◆ PROBLEM: Every record below should be printed exactly as it appears.
-----
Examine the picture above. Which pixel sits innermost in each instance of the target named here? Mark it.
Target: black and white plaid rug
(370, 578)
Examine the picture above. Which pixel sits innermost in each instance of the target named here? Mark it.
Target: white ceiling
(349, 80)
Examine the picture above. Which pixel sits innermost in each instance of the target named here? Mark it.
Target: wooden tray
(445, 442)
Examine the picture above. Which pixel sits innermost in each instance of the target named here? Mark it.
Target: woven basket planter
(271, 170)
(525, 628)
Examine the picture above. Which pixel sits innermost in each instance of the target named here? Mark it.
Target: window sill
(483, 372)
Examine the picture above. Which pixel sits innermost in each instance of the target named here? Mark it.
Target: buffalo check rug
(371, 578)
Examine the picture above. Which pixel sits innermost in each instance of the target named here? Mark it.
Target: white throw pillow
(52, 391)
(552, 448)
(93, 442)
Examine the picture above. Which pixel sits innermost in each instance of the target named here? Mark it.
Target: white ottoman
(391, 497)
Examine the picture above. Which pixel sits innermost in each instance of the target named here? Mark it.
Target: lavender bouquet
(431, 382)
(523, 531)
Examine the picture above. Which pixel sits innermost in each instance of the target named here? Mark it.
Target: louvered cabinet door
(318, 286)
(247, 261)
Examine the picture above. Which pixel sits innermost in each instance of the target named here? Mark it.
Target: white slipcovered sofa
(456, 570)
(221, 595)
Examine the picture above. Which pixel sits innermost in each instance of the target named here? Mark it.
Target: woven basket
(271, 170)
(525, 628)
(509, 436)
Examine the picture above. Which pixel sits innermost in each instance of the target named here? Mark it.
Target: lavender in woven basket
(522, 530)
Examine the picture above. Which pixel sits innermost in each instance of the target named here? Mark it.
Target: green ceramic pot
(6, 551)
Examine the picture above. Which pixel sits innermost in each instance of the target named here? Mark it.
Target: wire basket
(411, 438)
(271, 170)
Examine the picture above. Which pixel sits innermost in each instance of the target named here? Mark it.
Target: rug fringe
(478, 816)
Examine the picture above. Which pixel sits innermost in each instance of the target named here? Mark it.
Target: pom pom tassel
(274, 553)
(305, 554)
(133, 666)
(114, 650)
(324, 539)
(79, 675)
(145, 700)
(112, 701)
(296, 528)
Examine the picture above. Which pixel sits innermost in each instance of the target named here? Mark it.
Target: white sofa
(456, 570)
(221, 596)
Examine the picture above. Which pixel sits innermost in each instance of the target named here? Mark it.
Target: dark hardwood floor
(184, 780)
-----
◆ RESPONSE FOR THIS EXERCISE:
Examine the picture above. Which pixel sits innermost in each instance of the target named here? Mark it.
Target: black and white plaid rug
(370, 578)
Examine the picture above. Which pixel sits innermost in each instance of the target named here? Mark it.
Target: white ceiling
(349, 80)
Examine the picture above. Which pixel sits innermost in each instance of the target named here? Mark it.
Target: wooden tray
(445, 442)
Examine the picture above. Which pixel sits innermost in each instance of the target named here? Mark it.
Target: woven basket planter
(271, 170)
(525, 628)
Examine the picture above. Which pixel sits innermost in each instance of the target named here? Mark it.
Target: window sill
(483, 372)
Examine the picture above. Which pixel sits innermost in each instance of the target named here? Mark it.
Target: buffalo check rug
(371, 578)
Examine the picture above. Which pixel sits innermost in each instance of the target named here? Mark it.
Target: white throw pillow
(52, 391)
(552, 448)
(93, 442)
Examine the picture above. Which pixel sits innermost in each instance of the target named here? Mark it.
Target: white ottoman
(391, 497)
Examine the picture above. Which pixel sits innermost in each instance of the target named here? Mark it.
Target: lavender bouquet
(431, 382)
(523, 531)
Examine the picture above. Which pixel sits innermost in each instance of the target named here? Mark it.
Target: louvered cabinet door
(318, 286)
(247, 261)
Examine the picture above. Which pixel sits innermost in each instance of the target named here? Mark it.
Target: white slipcovered sofa
(456, 570)
(221, 595)
Examine the picture above. Which pixel sits innermost in each instance of the target named here? Mark it.
Target: woven basket
(271, 170)
(525, 628)
(509, 436)
Examine the picture above. Which pixel sits innermost in each instance of the target named here? Mark it.
Target: lavender in woven basket
(522, 530)
Examine the picture above. Which pixel sits innermost in each instance of the target named here? Mark it.
Target: green ceramic pot
(6, 551)
Examine the picture above. Which pixel sits innermost in each instance of the target named here? Mark it.
Target: wire basket
(411, 438)
(271, 170)
Examine the picture above. Which pixel sits innermost in each instance of the target named here? Mark it.
Target: rug fringe
(478, 816)
Examine the picture above. Which pixel sits innermost in each instance of the target named here? Mark it.
Target: pom pom tassel
(274, 553)
(305, 554)
(133, 666)
(114, 650)
(324, 539)
(79, 675)
(145, 700)
(112, 701)
(296, 528)
Examine the picture above. Which pixel sits innermost in each instance of the target named here? Mark it.
Target: white sofa
(456, 570)
(221, 596)
Examine the picture above. Which pixel sits innermost in each instance of the target named here? Mark it.
Target: dark hardwood floor
(184, 780)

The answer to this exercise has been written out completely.